### Problem description
From the records below, work out how many lines contain "Grounding". Reply with that number alone.

### Data provided
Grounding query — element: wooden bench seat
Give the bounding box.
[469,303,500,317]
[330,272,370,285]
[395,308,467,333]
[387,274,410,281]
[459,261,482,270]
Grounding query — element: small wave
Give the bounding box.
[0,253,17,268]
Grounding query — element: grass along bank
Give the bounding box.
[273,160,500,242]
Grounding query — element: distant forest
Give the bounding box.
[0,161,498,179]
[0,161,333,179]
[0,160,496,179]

* * *

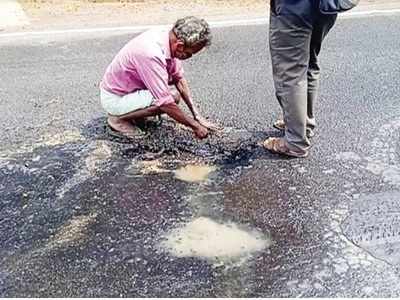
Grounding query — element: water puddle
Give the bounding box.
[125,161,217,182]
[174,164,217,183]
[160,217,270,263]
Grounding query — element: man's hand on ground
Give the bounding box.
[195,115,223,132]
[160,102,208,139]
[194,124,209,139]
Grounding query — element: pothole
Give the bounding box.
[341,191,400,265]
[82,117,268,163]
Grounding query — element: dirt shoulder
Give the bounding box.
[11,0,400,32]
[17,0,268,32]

### Finished task
8